**Records for processing:**

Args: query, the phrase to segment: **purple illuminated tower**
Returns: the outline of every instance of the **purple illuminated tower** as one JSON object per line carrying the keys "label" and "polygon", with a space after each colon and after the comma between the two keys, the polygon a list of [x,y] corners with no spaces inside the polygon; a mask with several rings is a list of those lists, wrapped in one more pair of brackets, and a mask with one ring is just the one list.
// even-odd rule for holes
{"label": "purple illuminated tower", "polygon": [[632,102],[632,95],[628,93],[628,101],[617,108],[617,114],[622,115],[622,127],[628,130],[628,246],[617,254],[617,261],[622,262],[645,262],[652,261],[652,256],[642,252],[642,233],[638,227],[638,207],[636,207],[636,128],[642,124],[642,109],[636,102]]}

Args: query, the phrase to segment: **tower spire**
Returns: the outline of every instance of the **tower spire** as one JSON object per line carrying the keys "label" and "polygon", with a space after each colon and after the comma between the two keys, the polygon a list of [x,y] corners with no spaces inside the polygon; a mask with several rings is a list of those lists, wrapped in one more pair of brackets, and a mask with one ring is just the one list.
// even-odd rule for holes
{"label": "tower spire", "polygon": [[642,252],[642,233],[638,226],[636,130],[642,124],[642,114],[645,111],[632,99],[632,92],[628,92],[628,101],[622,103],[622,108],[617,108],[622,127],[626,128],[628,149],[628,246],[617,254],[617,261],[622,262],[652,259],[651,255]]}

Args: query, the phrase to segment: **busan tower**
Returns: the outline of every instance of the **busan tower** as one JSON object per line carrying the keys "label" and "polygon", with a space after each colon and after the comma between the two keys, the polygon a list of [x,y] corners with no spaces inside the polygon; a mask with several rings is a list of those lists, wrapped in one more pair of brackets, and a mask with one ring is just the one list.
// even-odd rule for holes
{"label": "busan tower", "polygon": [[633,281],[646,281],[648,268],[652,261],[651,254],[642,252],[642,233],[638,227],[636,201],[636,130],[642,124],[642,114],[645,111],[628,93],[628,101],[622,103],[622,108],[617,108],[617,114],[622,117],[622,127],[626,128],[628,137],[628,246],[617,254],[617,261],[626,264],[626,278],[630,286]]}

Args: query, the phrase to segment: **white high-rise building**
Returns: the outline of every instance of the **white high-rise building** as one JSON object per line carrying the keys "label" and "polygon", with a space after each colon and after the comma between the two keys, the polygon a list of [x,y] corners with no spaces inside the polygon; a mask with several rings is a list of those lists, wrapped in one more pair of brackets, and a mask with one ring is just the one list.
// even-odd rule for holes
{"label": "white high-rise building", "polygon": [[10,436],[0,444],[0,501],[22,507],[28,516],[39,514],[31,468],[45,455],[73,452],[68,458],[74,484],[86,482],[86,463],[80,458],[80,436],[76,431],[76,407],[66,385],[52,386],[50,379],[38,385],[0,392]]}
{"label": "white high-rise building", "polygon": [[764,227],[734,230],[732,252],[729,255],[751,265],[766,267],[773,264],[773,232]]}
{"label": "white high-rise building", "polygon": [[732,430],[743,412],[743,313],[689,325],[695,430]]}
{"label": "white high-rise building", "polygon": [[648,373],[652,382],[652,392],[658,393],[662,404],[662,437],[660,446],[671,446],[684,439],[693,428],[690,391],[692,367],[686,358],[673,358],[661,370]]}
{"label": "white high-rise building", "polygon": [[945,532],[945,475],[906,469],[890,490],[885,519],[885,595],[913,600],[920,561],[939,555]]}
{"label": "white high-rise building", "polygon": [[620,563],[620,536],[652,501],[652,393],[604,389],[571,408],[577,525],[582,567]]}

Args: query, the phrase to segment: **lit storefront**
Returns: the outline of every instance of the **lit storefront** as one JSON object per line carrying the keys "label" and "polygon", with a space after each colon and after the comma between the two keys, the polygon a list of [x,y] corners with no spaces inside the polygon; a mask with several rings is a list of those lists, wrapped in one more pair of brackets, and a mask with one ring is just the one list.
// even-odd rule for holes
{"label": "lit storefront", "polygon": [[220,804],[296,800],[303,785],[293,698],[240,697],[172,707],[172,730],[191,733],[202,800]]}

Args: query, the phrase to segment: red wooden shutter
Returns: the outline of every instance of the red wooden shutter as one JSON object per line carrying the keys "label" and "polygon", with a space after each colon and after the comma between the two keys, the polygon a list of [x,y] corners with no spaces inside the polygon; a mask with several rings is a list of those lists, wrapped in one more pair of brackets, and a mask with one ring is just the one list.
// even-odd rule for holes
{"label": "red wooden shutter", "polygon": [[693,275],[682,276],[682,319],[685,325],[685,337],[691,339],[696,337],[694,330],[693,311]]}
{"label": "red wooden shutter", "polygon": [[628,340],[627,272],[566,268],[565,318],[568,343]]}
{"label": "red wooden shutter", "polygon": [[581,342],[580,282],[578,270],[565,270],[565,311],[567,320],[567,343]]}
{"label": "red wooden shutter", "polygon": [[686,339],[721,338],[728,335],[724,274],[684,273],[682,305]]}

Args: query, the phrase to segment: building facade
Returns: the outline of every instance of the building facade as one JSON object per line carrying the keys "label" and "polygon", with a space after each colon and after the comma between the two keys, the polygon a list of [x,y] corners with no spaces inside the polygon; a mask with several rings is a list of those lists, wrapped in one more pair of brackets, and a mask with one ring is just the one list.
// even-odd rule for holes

**Exercise directions:**
How many lines in the records above contain the string "segment"? Reply with the number alone.

**Exercise response:**
7